__Task description__
What is wanted is every record, duplicated word for word.
[Available records]
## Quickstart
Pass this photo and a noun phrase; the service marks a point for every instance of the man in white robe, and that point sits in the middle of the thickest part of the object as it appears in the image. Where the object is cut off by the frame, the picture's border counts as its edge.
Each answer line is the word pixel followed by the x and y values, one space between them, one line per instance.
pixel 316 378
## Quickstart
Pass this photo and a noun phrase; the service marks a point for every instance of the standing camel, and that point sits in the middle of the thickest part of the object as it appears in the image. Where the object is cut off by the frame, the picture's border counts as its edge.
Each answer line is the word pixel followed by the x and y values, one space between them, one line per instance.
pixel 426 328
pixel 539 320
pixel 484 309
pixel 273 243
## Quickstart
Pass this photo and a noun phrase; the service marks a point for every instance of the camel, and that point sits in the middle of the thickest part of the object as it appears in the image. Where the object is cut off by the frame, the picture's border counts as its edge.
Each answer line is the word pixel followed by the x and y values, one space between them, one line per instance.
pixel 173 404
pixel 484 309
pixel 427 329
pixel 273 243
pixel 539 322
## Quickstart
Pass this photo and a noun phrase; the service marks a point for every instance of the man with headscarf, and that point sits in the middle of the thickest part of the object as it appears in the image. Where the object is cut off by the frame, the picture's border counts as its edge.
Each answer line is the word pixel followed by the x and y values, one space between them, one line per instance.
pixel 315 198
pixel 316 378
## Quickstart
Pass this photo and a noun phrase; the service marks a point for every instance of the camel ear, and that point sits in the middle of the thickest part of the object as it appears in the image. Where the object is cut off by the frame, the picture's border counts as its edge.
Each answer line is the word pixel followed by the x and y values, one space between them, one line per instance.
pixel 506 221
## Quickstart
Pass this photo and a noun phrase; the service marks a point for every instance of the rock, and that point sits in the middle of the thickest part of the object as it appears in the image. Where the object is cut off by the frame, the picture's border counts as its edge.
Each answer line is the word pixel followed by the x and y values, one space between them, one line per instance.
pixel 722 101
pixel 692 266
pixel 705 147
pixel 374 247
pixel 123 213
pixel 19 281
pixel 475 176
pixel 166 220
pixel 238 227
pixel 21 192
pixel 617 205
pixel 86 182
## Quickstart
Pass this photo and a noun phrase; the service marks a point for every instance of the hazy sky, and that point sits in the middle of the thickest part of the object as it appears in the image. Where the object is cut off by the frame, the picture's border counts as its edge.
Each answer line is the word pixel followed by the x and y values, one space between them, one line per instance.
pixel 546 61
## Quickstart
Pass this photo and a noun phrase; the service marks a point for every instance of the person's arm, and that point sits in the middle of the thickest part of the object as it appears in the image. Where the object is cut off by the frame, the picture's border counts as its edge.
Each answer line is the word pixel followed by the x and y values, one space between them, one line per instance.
[/Available records]
__Solution for this task__
## Quickstart
Pass this photo and a noun phrase; the service marks a point for every instance of the man in white robe, and that point sits in the middle of the thickest part of the object as it appears in the image. Where the object is cut off by the frame, the picture's border counts as its edge.
Each answer line is the word pixel followed by the x and y values, one space between them, one line per instance.
pixel 316 378
## Quickstart
Pass this photo and a noun phrase; the service marks a point for every instance of the standing camel, and that point sits in the middle of the thickest part of the object as it appears in the image. Where the object is cut off by the frame, the picture's border counts as its edge.
Each answer line is the word pixel followed by the x and y values, one space between them, one line per instance.
pixel 426 328
pixel 539 320
pixel 484 309
pixel 273 243
## Quickstart
Pass this photo and a noun phrase; the service marks a point for every instance of the camel, and that point sits in the middle of the thickest part of the object as it appears in the image. Where the object is cut off by the frame, the picture's border counts as its edge.
Each answer line is the word pixel followed by the x and y values, one space between them, one line per instance.
pixel 173 404
pixel 484 309
pixel 427 329
pixel 273 243
pixel 539 322
## Quickstart
Pass this photo and a noun phrase; the service marks a point for every instance of the man with headscarf, and that point sits in the middle of the thickest part of the object as it appears in the image. Where the object is cut off by the frame, the picture's border counts as its edge.
Each answer line is the word pixel followed by the x and y values, one space between them, one line per instance.
pixel 315 198
pixel 316 378
## Quickstart
Pass this photo and a noun phrase; the service marks a point for every instance of the camel ear, and that point sits in the middle of the thickest part of the object as it appears in the image. Where the object is cut off by the frame, the picture's border counts as its edge.
Each answer line is the word pixel followed by the x and y values, one space between them, one line per instance.
pixel 506 221
## Quickstart
Pass this photo and a noun phrase; the service marks a point for every instance of the rock, and that point sits in the middle of the thickest part of the object as it appears in the image. Where the object is cut off by the frame, the picture's border counts as its edge.
Each answer line is the word pixel followed by the x and y values, one space between them, one line per instance.
pixel 722 101
pixel 692 266
pixel 705 147
pixel 374 247
pixel 123 213
pixel 19 281
pixel 475 176
pixel 166 220
pixel 238 227
pixel 21 192
pixel 617 205
pixel 86 182
## Quickstart
Pass this photo and a noun phrase; the service marks a point for every instance of the hazy sky, and that point sits in the middle of the thickest part of the object as it appears in the image. Where the object is cut off by the frame, the picture's border counts as its edge.
Each answer line is the word pixel followed by the x and y values, one space between them, one line per instance.
pixel 546 61
## Quickstart
Pass this photo and a noun phrase; the service marks a point for every instance of the person's arm, and that point sits in the middle of the thickest part of the object as it appears in the image. Where the object is cut off by the frame, the picture's border counts as its edge.
Each answer line is the word pixel followed by the x and y values, one space between them, one line per instance.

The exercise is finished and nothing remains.